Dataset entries
------------------------------------------------------------------------

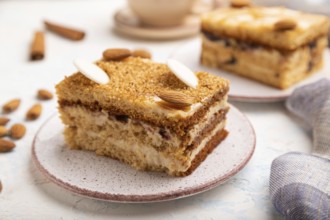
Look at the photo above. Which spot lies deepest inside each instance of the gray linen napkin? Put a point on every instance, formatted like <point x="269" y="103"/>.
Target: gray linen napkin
<point x="300" y="183"/>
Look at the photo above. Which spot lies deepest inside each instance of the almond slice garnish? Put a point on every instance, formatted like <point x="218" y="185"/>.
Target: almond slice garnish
<point x="285" y="24"/>
<point x="240" y="3"/>
<point x="187" y="76"/>
<point x="91" y="71"/>
<point x="116" y="54"/>
<point x="176" y="99"/>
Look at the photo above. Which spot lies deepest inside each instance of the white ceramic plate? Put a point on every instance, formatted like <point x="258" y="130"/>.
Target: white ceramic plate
<point x="127" y="23"/>
<point x="103" y="178"/>
<point x="243" y="89"/>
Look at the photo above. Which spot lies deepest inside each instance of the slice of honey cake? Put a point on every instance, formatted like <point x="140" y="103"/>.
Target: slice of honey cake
<point x="273" y="45"/>
<point x="145" y="115"/>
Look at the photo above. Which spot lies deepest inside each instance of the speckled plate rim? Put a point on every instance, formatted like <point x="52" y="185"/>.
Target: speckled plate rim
<point x="262" y="97"/>
<point x="136" y="198"/>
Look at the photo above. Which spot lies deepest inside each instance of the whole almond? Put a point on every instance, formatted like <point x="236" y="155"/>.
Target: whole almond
<point x="240" y="3"/>
<point x="285" y="24"/>
<point x="116" y="54"/>
<point x="4" y="120"/>
<point x="175" y="98"/>
<point x="44" y="94"/>
<point x="17" y="131"/>
<point x="11" y="106"/>
<point x="6" y="145"/>
<point x="141" y="53"/>
<point x="3" y="131"/>
<point x="34" y="112"/>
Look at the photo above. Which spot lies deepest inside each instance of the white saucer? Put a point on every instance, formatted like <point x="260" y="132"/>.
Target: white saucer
<point x="244" y="89"/>
<point x="103" y="178"/>
<point x="127" y="23"/>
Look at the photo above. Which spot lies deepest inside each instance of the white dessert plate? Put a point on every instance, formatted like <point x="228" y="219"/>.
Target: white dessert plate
<point x="99" y="177"/>
<point x="244" y="89"/>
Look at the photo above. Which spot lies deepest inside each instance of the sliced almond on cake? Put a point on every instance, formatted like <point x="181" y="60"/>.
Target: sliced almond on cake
<point x="240" y="3"/>
<point x="176" y="98"/>
<point x="183" y="73"/>
<point x="91" y="71"/>
<point x="116" y="54"/>
<point x="285" y="24"/>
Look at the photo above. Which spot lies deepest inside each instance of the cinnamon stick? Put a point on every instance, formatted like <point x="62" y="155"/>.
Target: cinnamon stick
<point x="66" y="32"/>
<point x="38" y="46"/>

------------------------------------------------------------------------

▶ Aim of the exercise: A word-for-word copy of the entries above is needed, with every picture dropped.

▶ Expected answer:
Look at the photo above. Which spot lies deepest inside each instance of the gray linen napkin? Put a point on every instance, formatted like <point x="269" y="103"/>.
Target: gray linen napkin
<point x="300" y="183"/>
Look at the photo above. Which spot lies deepest inside each instance of the almond slice garnish? Put a point on every instance, formatted like <point x="218" y="185"/>.
Target: almond slice garnish
<point x="285" y="24"/>
<point x="240" y="3"/>
<point x="187" y="76"/>
<point x="91" y="71"/>
<point x="116" y="54"/>
<point x="176" y="99"/>
Look at the photo above. Which spot lies deepest inside each instance of the white ceramic plate? Put a point on every instance, formatted like <point x="258" y="130"/>.
Target: white ceramic plate
<point x="127" y="23"/>
<point x="103" y="178"/>
<point x="243" y="89"/>
Look at the photo above. Which spot lies deepest inside each instance of the slice of honey cake? Put a point on every instance, formatted like <point x="140" y="103"/>.
Target: slice of honey cake
<point x="273" y="45"/>
<point x="145" y="115"/>
Look at the photo above. Which spot lies deepest inside each instance of the speckled plate rim? Put a point on every instance, formatted like <point x="52" y="185"/>.
Target: speckled plate rim
<point x="262" y="97"/>
<point x="136" y="198"/>
Look at the photo above. Which spot lies deepest inside each instance of the whole almond? Put a point on every instance, formatted like <point x="236" y="155"/>.
Target: whole almond
<point x="240" y="3"/>
<point x="285" y="24"/>
<point x="116" y="54"/>
<point x="4" y="120"/>
<point x="175" y="98"/>
<point x="44" y="94"/>
<point x="17" y="131"/>
<point x="11" y="106"/>
<point x="6" y="145"/>
<point x="141" y="53"/>
<point x="3" y="131"/>
<point x="34" y="112"/>
Look at the photo above. Which spot lies deepest inside each instance of the white saucer? Put a point on every instance, formatted like <point x="260" y="132"/>.
Target: white saucer
<point x="244" y="89"/>
<point x="103" y="178"/>
<point x="127" y="23"/>
Look at the photo above. Which spot lies deepest inside each instance of the white dessert plate? Put a point on every instance, formatted like <point x="228" y="219"/>.
Target: white dessert plate
<point x="99" y="177"/>
<point x="244" y="89"/>
Look at the photo above. Which spot lies deepest inside each instance of the sliced almond on cake? Put a point on every instance, formatted like <point x="181" y="60"/>.
Target: sliced almond on cake
<point x="240" y="3"/>
<point x="176" y="98"/>
<point x="183" y="73"/>
<point x="91" y="71"/>
<point x="116" y="54"/>
<point x="285" y="24"/>
Look at the photo above. Which spot lies deepest inside each instance of the cinnamon stick? Put a point on every instance, formatted like <point x="62" y="155"/>.
Target: cinnamon stick
<point x="66" y="32"/>
<point x="38" y="46"/>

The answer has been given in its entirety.